— start Data to use —

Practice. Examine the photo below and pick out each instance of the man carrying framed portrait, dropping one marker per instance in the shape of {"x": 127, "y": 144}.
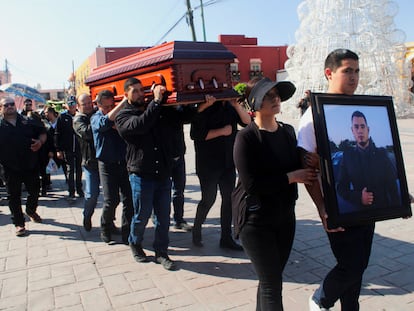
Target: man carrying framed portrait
{"x": 350, "y": 244}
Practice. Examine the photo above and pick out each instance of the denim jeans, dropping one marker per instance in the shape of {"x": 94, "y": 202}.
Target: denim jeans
{"x": 14, "y": 188}
{"x": 268, "y": 246}
{"x": 148, "y": 196}
{"x": 74, "y": 171}
{"x": 116, "y": 188}
{"x": 91, "y": 191}
{"x": 178, "y": 185}
{"x": 352, "y": 249}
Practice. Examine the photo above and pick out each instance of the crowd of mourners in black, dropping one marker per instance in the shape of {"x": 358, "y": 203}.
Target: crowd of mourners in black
{"x": 135, "y": 151}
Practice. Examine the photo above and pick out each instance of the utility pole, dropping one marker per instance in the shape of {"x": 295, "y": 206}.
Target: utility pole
{"x": 6, "y": 71}
{"x": 202, "y": 19}
{"x": 190, "y": 19}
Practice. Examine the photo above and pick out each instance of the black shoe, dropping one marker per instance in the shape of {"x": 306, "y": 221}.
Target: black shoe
{"x": 183, "y": 225}
{"x": 35, "y": 217}
{"x": 115, "y": 230}
{"x": 87, "y": 223}
{"x": 197, "y": 237}
{"x": 230, "y": 244}
{"x": 138, "y": 253}
{"x": 165, "y": 261}
{"x": 71, "y": 197}
{"x": 106, "y": 237}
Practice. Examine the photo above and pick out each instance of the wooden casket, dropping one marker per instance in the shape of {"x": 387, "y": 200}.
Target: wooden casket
{"x": 189, "y": 71}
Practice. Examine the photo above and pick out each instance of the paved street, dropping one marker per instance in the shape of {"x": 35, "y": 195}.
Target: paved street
{"x": 60, "y": 266}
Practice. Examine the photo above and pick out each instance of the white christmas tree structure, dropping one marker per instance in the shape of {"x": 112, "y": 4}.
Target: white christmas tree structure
{"x": 363, "y": 26}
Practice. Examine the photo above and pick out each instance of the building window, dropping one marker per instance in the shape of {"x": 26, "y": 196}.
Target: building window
{"x": 234, "y": 67}
{"x": 235, "y": 73}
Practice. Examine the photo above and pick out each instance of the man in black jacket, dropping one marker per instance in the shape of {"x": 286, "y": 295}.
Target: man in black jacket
{"x": 67, "y": 149}
{"x": 213, "y": 131}
{"x": 82, "y": 127}
{"x": 20, "y": 141}
{"x": 147, "y": 133}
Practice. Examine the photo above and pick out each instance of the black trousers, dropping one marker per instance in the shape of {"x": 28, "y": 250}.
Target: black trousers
{"x": 352, "y": 249}
{"x": 209, "y": 181}
{"x": 116, "y": 188}
{"x": 178, "y": 186}
{"x": 268, "y": 246}
{"x": 14, "y": 188}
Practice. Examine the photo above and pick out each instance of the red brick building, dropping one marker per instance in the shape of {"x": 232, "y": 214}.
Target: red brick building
{"x": 253, "y": 60}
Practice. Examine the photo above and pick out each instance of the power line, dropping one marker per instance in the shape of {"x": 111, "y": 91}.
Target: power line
{"x": 208, "y": 3}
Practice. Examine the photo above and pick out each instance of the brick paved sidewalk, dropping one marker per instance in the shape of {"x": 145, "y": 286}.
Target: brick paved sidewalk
{"x": 60, "y": 266}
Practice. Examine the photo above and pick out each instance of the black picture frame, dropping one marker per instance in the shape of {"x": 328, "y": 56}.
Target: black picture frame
{"x": 345, "y": 169}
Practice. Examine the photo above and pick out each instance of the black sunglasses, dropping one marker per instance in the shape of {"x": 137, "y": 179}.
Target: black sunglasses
{"x": 9, "y": 104}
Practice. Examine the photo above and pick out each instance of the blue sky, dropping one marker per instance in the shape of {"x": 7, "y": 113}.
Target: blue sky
{"x": 40, "y": 38}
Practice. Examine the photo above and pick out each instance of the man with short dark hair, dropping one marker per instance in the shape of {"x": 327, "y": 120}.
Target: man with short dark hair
{"x": 20, "y": 141}
{"x": 111, "y": 152}
{"x": 82, "y": 128}
{"x": 149, "y": 162}
{"x": 68, "y": 149}
{"x": 351, "y": 246}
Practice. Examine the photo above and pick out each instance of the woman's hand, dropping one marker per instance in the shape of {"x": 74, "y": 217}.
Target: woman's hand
{"x": 305, "y": 176}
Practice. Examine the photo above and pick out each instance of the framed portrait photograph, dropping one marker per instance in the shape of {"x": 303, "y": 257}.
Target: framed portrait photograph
{"x": 362, "y": 168}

— end Data to use —

Keep every word of the data as it is when you write it out, but drop the pictures.

• _Exercise answer_
Practice. Examine the photo below and pick out each instance of the man carrying framed portrait, dropping one marker per instance in the shape of {"x": 127, "y": 144}.
Target: man carrying framed portrait
{"x": 350, "y": 244}
Practice. Examine the photo above and pick out each instance of the denim jeans, dropping one marker per instance in the shape of {"x": 94, "y": 202}.
Target: denim jeans
{"x": 14, "y": 188}
{"x": 268, "y": 246}
{"x": 148, "y": 196}
{"x": 74, "y": 171}
{"x": 116, "y": 188}
{"x": 91, "y": 191}
{"x": 178, "y": 185}
{"x": 352, "y": 249}
Practice. Examine the photo above and pick out each instance of the crowd of mourners in black, dropping one marker per instance in the shape of {"x": 358, "y": 203}.
Target: crowd of mourners in black
{"x": 135, "y": 151}
Practice. Examine the photo above and pick out each instance of the utility pole, dropping one marker per instance in the shape of {"x": 295, "y": 206}.
Target: utility pole
{"x": 6, "y": 71}
{"x": 202, "y": 19}
{"x": 190, "y": 19}
Practice. Examine the photo above and pick out each instance of the black shoe, dropping one marker per instance in the shape of {"x": 306, "y": 221}.
Target: black shoe
{"x": 183, "y": 225}
{"x": 35, "y": 217}
{"x": 115, "y": 230}
{"x": 87, "y": 223}
{"x": 197, "y": 237}
{"x": 230, "y": 244}
{"x": 138, "y": 253}
{"x": 165, "y": 261}
{"x": 71, "y": 197}
{"x": 106, "y": 237}
Practice. Examine the photo above and pick out each instance of the wooden casket, dropping one marker per instance in the shape of {"x": 387, "y": 200}.
Target: wooden casket
{"x": 189, "y": 71}
Practice. Examine the photo above and pick out each instance of the paved street, dropping one marker per instance in the shape of {"x": 35, "y": 195}.
Target: paved street
{"x": 60, "y": 266}
Practice. Examine the photo above and pick out each instance of the white christmas tree structure, dropping one marker per instance in the shape of {"x": 112, "y": 4}.
Target: white christmas tree structure
{"x": 363, "y": 26}
Practice. Examine the photo above and pick out each instance of the building window, dropping one marker per instance in the shape of {"x": 26, "y": 196}.
Target: building window
{"x": 234, "y": 67}
{"x": 235, "y": 73}
Practice. Examine the photo above and pick out each instance of the man in black jacket, dropping one marker per instance in the shape of {"x": 286, "y": 295}.
Target: man in black jacket
{"x": 67, "y": 149}
{"x": 213, "y": 131}
{"x": 82, "y": 127}
{"x": 20, "y": 141}
{"x": 147, "y": 133}
Practice. Examine the photo above and pick out each instance of the black trousers, dropping one marker per instance in the shape of {"x": 28, "y": 250}.
Target: black trousers
{"x": 352, "y": 249}
{"x": 209, "y": 181}
{"x": 116, "y": 188}
{"x": 178, "y": 186}
{"x": 268, "y": 246}
{"x": 14, "y": 188}
Practice. Examine the photo above and pick out each instance of the red brick building, dropping one marker per instance in the shape of {"x": 232, "y": 214}.
Target: red brick building
{"x": 253, "y": 60}
Practice. Examine the photo above and pick out each instance of the power line, dropping one marker per instance in the shape of {"x": 111, "y": 91}.
Target: power line
{"x": 208, "y": 3}
Practice. Examine the photo above and pick out each instance of the brick paved sidewalk, dropping one marker per instance in the shape of {"x": 145, "y": 286}.
Target: brick paved sidewalk
{"x": 60, "y": 266}
Practice. Examine the photo above and pick out each instance of the black picture frame, dropping one marker per instance in the shape of {"x": 328, "y": 56}.
Target: black picture frame
{"x": 345, "y": 169}
Practice. Examine the photo above and pick out each instance of the black sunglasses, dropping one marker per instance in the shape of {"x": 137, "y": 179}.
Target: black sunglasses
{"x": 9, "y": 104}
Practice. Examine the photo above and pick out each instance of the blue sky, dropping one marker per instance in the shape of {"x": 7, "y": 113}.
Target: blue sky
{"x": 40, "y": 38}
Practice. Examine the photo above and pick out each instance of the man with short dark hair, dropping one marker per instance in the shape of {"x": 327, "y": 120}.
Target: man with short dark hair
{"x": 20, "y": 141}
{"x": 111, "y": 152}
{"x": 82, "y": 128}
{"x": 149, "y": 162}
{"x": 68, "y": 149}
{"x": 351, "y": 246}
Practice. Examine the photo above and pick out each instance of the woman's hand, dropping one marker per instance in the shape of {"x": 74, "y": 217}.
Target: woman's hand
{"x": 305, "y": 176}
Practice. Examine the photo above and pick out each instance of the framed portrait photograph, dropping one marker per instance in the shape of {"x": 303, "y": 257}.
Target: framed portrait photograph
{"x": 362, "y": 168}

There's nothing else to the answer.